** Task **
Among the entries below, find each line with "every" and show it.

(Stored items)
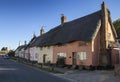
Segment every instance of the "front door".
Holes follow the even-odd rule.
[[[46,61],[46,54],[43,55],[43,63]]]
[[[76,52],[72,52],[72,65],[76,65]]]

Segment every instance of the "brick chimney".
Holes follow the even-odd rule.
[[[61,14],[61,25],[63,25],[66,22],[66,16],[64,14]]]
[[[21,41],[19,41],[19,46],[21,46]]]
[[[44,34],[44,27],[41,28],[40,30],[40,35]]]
[[[101,5],[101,28],[100,28],[100,65],[107,66],[110,64],[108,49],[108,9],[105,2]]]
[[[104,47],[108,48],[108,33],[107,33],[107,28],[108,28],[108,9],[105,4],[105,2],[102,3],[101,6],[102,10],[102,35],[104,37]]]
[[[27,45],[27,41],[24,42],[24,45],[25,45],[25,46]]]
[[[34,32],[34,34],[33,34],[33,37],[36,37],[36,34],[35,34],[35,32]]]

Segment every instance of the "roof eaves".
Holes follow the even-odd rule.
[[[96,28],[95,32],[93,33],[91,40],[94,40],[94,39],[95,39],[97,33],[98,33],[99,30],[100,30],[100,27],[101,27],[101,20],[98,21],[97,28]]]
[[[113,23],[112,23],[112,20],[111,20],[111,17],[110,17],[110,16],[109,16],[109,22],[110,22],[110,25],[111,25],[112,30],[113,30],[113,32],[114,32],[115,38],[117,38],[118,36],[117,36],[117,33],[116,33],[116,30],[115,30],[115,27],[113,26]]]

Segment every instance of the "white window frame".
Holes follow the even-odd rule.
[[[64,52],[59,52],[59,53],[57,53],[57,56],[65,57],[65,58],[66,58],[66,53],[64,53]]]
[[[38,54],[37,53],[35,53],[35,59],[37,59],[38,58]]]
[[[111,39],[111,33],[108,33],[108,40]]]
[[[87,53],[86,52],[78,52],[78,58],[79,58],[79,60],[86,60]]]

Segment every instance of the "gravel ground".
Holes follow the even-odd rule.
[[[113,71],[68,71],[56,74],[59,77],[74,80],[74,82],[120,82],[120,77],[114,76]]]

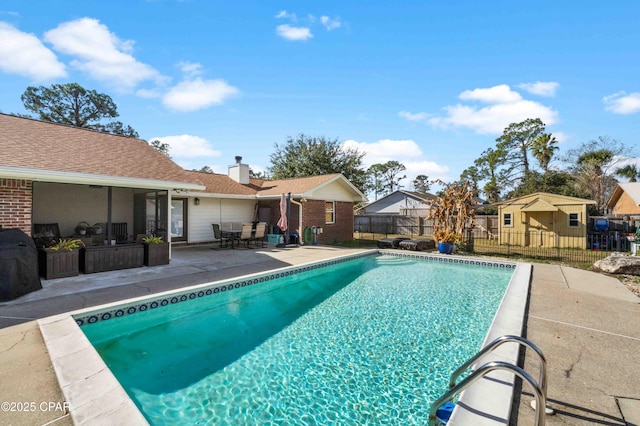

** Task response **
Segment every instance of the "front door".
Segment every instance of the "brick chimney".
Segment every instance of the "roof eaves".
Segment every instance of the "white window frame".
Segment every instance of the "gravel ground".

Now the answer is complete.